→ Aim of the exercise
Retype precisely the section of the data that starts at the line containing "Task: Find the runner's hand" and runs to its final line, ends included.

→ Stored records
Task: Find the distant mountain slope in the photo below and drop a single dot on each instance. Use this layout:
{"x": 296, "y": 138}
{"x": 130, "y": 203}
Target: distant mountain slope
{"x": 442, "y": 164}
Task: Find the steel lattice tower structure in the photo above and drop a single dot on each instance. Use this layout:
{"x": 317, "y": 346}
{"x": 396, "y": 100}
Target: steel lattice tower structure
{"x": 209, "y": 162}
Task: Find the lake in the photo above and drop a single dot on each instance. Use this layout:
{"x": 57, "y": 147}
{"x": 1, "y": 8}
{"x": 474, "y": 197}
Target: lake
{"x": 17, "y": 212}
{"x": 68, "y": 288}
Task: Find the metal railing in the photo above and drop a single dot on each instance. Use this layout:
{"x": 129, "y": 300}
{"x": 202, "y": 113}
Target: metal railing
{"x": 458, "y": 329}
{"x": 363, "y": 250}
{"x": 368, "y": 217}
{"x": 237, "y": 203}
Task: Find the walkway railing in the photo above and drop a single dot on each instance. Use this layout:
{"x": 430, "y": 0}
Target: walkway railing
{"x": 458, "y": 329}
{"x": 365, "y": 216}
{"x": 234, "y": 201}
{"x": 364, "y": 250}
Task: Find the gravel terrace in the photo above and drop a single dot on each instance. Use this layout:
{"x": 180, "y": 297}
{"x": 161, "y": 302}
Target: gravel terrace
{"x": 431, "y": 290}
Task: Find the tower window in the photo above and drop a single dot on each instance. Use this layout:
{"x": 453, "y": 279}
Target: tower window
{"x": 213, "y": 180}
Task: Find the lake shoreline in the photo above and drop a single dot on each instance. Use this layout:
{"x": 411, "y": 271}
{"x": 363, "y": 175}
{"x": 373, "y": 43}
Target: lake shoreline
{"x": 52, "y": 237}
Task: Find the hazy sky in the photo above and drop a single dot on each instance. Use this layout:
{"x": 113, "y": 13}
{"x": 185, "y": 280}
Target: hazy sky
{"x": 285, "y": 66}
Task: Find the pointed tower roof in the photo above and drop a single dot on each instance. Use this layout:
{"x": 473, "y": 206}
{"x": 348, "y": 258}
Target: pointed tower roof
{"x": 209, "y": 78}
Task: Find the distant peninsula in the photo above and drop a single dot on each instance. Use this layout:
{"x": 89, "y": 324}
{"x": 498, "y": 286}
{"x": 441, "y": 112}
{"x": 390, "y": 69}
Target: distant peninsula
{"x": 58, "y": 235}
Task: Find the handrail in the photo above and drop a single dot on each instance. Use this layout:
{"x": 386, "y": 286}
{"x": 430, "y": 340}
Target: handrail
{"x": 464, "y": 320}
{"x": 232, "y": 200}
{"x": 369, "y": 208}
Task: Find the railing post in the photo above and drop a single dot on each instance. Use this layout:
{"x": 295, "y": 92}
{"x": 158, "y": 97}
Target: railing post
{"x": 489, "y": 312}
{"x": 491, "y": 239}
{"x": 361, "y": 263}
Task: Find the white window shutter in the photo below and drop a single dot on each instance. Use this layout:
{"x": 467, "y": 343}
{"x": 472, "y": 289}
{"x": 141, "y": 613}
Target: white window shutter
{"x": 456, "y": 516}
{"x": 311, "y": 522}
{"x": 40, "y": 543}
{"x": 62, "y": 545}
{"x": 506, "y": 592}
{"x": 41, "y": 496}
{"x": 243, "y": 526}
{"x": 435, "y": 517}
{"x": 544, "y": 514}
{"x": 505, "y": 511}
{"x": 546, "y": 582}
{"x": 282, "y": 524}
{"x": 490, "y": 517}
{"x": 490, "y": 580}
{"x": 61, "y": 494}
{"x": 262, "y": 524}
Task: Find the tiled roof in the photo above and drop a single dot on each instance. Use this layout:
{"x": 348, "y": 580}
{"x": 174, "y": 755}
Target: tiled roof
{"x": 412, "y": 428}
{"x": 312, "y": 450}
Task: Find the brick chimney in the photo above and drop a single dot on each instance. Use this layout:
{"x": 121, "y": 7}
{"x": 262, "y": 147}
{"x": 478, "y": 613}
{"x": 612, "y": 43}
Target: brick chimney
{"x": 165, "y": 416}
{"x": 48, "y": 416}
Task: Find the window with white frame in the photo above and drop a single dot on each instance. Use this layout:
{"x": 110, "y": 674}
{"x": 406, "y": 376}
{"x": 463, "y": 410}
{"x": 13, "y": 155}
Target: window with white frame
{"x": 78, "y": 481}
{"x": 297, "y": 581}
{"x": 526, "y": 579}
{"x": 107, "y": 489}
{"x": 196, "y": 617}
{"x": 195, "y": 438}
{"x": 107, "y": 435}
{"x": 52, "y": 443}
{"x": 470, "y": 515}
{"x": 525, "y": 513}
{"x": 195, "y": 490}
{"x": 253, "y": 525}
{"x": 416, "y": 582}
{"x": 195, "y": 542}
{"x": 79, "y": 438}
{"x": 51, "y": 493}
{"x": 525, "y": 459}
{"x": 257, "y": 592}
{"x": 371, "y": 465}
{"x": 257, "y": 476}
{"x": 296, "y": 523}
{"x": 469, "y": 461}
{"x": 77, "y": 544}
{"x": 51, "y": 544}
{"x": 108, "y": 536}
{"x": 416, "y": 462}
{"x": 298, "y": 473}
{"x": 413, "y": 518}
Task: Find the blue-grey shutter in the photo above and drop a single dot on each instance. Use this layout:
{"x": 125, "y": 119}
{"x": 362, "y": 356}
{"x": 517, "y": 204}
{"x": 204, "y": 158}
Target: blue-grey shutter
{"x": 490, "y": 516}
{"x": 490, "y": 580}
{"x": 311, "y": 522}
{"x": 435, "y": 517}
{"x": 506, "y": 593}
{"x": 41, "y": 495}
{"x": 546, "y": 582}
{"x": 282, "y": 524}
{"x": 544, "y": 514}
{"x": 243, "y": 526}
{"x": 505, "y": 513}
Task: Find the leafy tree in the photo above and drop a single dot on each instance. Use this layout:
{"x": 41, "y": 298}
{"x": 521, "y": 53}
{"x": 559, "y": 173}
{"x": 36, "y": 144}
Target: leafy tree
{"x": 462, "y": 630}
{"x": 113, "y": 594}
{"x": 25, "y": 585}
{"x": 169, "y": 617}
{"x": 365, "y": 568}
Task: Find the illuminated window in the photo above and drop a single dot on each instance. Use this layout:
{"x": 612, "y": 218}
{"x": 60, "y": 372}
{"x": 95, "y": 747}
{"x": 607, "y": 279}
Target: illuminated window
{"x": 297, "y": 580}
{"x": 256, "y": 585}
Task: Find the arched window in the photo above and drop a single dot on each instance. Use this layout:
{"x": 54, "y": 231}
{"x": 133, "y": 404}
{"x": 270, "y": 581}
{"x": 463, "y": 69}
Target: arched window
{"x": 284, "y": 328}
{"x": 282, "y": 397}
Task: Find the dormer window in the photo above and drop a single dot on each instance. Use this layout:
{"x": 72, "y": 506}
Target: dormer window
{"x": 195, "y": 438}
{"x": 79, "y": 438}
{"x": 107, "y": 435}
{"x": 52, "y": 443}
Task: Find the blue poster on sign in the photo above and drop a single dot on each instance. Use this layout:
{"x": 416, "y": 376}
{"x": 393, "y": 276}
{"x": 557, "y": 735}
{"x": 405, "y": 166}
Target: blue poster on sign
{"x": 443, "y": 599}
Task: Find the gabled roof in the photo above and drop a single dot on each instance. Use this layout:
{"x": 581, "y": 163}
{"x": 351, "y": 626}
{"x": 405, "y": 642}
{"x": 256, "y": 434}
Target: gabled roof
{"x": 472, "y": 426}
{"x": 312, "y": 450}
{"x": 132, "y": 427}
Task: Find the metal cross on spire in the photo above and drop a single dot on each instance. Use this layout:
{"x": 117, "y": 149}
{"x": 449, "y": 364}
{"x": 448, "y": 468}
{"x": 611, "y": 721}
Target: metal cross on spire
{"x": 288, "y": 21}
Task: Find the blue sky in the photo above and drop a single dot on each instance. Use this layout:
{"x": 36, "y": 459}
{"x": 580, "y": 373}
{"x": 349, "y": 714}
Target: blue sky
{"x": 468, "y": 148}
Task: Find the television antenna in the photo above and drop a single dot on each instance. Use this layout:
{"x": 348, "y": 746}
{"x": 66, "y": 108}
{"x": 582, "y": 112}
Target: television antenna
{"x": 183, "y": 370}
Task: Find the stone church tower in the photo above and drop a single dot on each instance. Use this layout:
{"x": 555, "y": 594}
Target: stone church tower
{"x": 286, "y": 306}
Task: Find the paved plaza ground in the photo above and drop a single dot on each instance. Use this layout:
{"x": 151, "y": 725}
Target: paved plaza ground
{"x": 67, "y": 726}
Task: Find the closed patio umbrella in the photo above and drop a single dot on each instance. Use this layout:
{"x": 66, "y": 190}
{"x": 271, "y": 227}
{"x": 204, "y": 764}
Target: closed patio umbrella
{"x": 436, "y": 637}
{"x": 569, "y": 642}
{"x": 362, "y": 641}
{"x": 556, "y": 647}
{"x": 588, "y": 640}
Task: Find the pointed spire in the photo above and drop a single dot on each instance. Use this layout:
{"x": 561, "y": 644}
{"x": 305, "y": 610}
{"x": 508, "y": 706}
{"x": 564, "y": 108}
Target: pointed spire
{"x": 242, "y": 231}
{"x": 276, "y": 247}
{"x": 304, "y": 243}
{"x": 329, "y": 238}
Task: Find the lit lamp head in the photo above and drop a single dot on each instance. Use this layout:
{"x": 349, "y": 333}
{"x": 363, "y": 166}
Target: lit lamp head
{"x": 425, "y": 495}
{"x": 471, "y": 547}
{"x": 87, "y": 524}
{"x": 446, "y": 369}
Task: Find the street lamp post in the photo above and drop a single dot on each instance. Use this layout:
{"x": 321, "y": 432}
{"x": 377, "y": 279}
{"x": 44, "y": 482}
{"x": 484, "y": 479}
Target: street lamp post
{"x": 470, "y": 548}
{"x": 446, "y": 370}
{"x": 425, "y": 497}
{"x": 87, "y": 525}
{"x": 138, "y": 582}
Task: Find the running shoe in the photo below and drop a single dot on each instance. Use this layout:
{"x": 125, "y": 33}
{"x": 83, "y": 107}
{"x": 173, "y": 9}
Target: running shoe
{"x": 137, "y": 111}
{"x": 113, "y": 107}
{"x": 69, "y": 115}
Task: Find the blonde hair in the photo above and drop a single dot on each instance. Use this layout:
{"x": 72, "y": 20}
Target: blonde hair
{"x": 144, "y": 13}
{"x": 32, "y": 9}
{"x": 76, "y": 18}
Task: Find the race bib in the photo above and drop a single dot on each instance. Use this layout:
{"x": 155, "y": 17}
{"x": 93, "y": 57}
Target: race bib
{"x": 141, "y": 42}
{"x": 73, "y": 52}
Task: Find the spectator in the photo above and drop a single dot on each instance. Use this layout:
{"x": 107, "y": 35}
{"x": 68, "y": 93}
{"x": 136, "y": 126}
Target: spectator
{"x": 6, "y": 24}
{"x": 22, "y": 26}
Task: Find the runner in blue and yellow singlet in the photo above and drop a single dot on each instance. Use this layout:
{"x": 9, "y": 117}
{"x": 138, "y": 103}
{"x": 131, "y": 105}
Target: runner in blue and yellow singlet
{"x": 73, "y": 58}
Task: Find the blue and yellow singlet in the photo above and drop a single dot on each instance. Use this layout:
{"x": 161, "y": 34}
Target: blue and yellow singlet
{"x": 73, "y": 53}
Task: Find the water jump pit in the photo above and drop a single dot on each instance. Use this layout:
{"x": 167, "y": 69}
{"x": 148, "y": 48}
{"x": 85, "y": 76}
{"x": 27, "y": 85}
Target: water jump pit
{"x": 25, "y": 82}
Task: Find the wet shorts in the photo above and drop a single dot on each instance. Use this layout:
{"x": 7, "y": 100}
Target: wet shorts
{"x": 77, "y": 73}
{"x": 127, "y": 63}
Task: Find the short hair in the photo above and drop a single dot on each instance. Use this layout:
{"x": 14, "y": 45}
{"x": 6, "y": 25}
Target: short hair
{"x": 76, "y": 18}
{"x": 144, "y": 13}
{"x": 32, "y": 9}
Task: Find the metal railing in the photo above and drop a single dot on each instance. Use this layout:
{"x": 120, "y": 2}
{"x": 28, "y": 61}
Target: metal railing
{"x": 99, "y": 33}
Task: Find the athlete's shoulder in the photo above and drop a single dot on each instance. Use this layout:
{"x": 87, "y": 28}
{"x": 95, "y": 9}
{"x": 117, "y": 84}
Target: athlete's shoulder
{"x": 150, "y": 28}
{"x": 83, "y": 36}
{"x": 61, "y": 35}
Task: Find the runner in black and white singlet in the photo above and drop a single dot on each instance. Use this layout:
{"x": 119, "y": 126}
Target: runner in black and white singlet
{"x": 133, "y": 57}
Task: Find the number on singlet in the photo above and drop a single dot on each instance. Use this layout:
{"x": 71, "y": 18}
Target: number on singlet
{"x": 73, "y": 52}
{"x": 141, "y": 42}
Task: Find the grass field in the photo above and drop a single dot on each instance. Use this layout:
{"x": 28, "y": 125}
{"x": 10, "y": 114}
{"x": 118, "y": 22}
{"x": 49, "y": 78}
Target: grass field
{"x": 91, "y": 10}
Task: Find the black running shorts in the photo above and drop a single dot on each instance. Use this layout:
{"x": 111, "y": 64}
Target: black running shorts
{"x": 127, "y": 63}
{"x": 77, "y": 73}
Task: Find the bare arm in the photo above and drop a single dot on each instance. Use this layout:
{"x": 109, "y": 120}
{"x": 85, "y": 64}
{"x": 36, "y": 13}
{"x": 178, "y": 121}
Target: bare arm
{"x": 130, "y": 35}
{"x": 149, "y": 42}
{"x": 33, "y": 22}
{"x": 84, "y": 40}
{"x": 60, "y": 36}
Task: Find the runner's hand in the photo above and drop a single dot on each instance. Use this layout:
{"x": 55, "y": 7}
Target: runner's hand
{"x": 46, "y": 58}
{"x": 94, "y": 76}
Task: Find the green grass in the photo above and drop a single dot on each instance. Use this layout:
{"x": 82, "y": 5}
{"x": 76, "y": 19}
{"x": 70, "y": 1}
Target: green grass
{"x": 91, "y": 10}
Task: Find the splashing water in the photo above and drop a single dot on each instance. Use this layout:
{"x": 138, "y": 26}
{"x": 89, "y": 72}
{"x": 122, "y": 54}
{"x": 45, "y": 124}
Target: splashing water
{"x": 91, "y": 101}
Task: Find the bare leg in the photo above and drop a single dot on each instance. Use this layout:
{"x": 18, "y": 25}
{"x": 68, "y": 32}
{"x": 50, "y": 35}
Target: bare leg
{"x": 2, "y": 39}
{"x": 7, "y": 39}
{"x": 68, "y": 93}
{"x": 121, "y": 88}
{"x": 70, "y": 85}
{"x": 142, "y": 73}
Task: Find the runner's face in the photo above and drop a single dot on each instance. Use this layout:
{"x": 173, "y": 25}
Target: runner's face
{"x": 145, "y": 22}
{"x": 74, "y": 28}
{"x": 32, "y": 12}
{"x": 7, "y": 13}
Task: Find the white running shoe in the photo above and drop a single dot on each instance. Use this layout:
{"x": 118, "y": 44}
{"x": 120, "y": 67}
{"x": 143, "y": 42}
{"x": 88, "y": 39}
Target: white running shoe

→ The solution
Task: Find the runner's hand in the photo above and drop a single dot on each instance. Use this layout:
{"x": 55, "y": 7}
Target: runner's hand
{"x": 46, "y": 58}
{"x": 94, "y": 76}
Task: Find the green grass in the photo above and drop a single dot on each instance. Use this layout:
{"x": 82, "y": 5}
{"x": 76, "y": 19}
{"x": 70, "y": 1}
Target: green grass
{"x": 91, "y": 10}
Task: Find the splashing water in the photo above and drop a single dot on each instance. Use this layout:
{"x": 138, "y": 26}
{"x": 89, "y": 72}
{"x": 122, "y": 54}
{"x": 45, "y": 124}
Target: splashing water
{"x": 91, "y": 101}
Task: Find the bare leg in the photo above and drop a single dot on each instance. Use this layout:
{"x": 18, "y": 25}
{"x": 68, "y": 32}
{"x": 50, "y": 35}
Target: bare leg
{"x": 2, "y": 39}
{"x": 7, "y": 39}
{"x": 68, "y": 93}
{"x": 121, "y": 88}
{"x": 70, "y": 85}
{"x": 142, "y": 73}
Task: Find the runner's face in the photo above and drop a single dot on each instance. Use this layout:
{"x": 173, "y": 25}
Target: runner's face
{"x": 145, "y": 22}
{"x": 74, "y": 28}
{"x": 32, "y": 12}
{"x": 7, "y": 13}
Task: Find the white running shoe in the photo above and drop a single dot on each instance. Use this layout:
{"x": 118, "y": 44}
{"x": 120, "y": 67}
{"x": 143, "y": 42}
{"x": 88, "y": 39}
Target: white running shoe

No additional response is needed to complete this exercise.